> Page extract:
++++++++++++++++++++

FTSE 100 Live (Evening Standard)

Airports boom after busy half-term

07:25 , Simon English

THE economy might be steady at best, but airports are booming as people look to get out of the UK, at least on holiday.

Heathrow today said it served a record breaking 81.5m passengers in the 12 months to May.

Meanwhile a bumper half-term holiday week at London Stansted helped boost May’s passenger numbers to a record-breaking 2.7million, the busiest ever May at the airport.

The monthly total was up 6.4% on the same month in 2023, and surpassed the previous busiest ever May in 2019 by 143,000 passengers.

Heathrow said: “Terminal 2 – The Queen’s Terminal celebrates 10 years of operations this summer. Since opening in 2014 it has seen 148m passengers traveling to more than 30 different countries on over a million flights.”

Heathrow CEO Thomas Woldbye said: “Supporting 81m journeys doesn’t just help families to make wonderful holiday memories, importantly it is about the vital trade and business links a hub like Heathrow creates for the UK’s economy.”

++++++++++++++++++++

> Recorded information:

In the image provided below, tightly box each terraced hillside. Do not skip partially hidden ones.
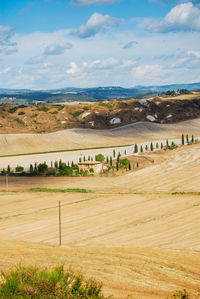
[0,94,200,133]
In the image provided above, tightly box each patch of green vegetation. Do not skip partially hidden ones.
[70,110,83,117]
[99,102,113,109]
[49,110,58,114]
[8,107,18,113]
[14,117,25,126]
[28,188,94,193]
[37,106,49,112]
[0,145,132,158]
[30,113,38,118]
[0,266,108,299]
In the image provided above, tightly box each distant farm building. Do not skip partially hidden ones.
[78,161,103,173]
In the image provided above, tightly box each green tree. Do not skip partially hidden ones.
[181,134,185,145]
[96,154,105,162]
[7,165,11,173]
[29,164,33,174]
[134,144,138,154]
[116,162,119,171]
[15,166,24,172]
[119,158,130,169]
[38,163,48,174]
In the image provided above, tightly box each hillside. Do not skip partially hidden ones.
[0,94,200,134]
[0,144,200,299]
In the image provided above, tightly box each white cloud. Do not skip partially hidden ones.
[66,61,79,75]
[123,40,138,49]
[25,56,44,65]
[147,2,200,33]
[44,42,72,55]
[71,0,119,6]
[72,12,120,38]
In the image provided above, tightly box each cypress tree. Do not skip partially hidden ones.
[116,162,119,171]
[186,134,189,143]
[29,164,33,174]
[181,134,185,145]
[134,144,138,153]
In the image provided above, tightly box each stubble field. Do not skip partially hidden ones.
[0,137,200,298]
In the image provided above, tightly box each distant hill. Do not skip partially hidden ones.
[0,83,200,105]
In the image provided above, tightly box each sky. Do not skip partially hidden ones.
[0,0,200,89]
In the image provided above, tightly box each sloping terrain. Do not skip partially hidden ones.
[0,144,200,299]
[0,118,200,155]
[0,94,200,134]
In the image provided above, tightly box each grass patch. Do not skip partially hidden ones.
[15,117,25,126]
[0,266,108,299]
[28,188,94,193]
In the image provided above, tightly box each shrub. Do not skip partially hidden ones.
[0,266,109,299]
[70,110,83,117]
[15,166,24,172]
[15,117,25,126]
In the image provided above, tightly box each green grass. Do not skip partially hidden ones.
[0,144,133,158]
[28,188,94,193]
[0,266,108,299]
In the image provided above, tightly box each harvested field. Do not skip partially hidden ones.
[0,144,200,299]
[0,119,200,155]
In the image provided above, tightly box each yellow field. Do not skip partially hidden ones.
[0,140,200,298]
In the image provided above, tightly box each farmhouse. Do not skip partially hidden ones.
[78,161,103,173]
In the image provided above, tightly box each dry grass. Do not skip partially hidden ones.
[0,137,200,299]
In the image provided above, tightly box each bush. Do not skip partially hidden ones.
[70,110,83,117]
[0,266,109,299]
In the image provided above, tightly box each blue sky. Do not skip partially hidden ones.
[0,0,200,89]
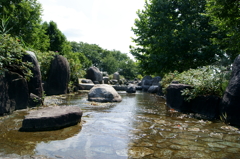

++++++++++++++++++++

> Problem description:
Answer these questions using the airport news extract:
1. How many passengers did Heathrow serve in the 12 months to May?
2. By how many passengers did Stansted's May total beat its previous busiest May in 2019?
3. In what year did Terminal 2 open?
The rows have no connection to the airport news extract.

> Result of this task:
1. 81.5m passengers
2. 143,000 passengers
3. 2014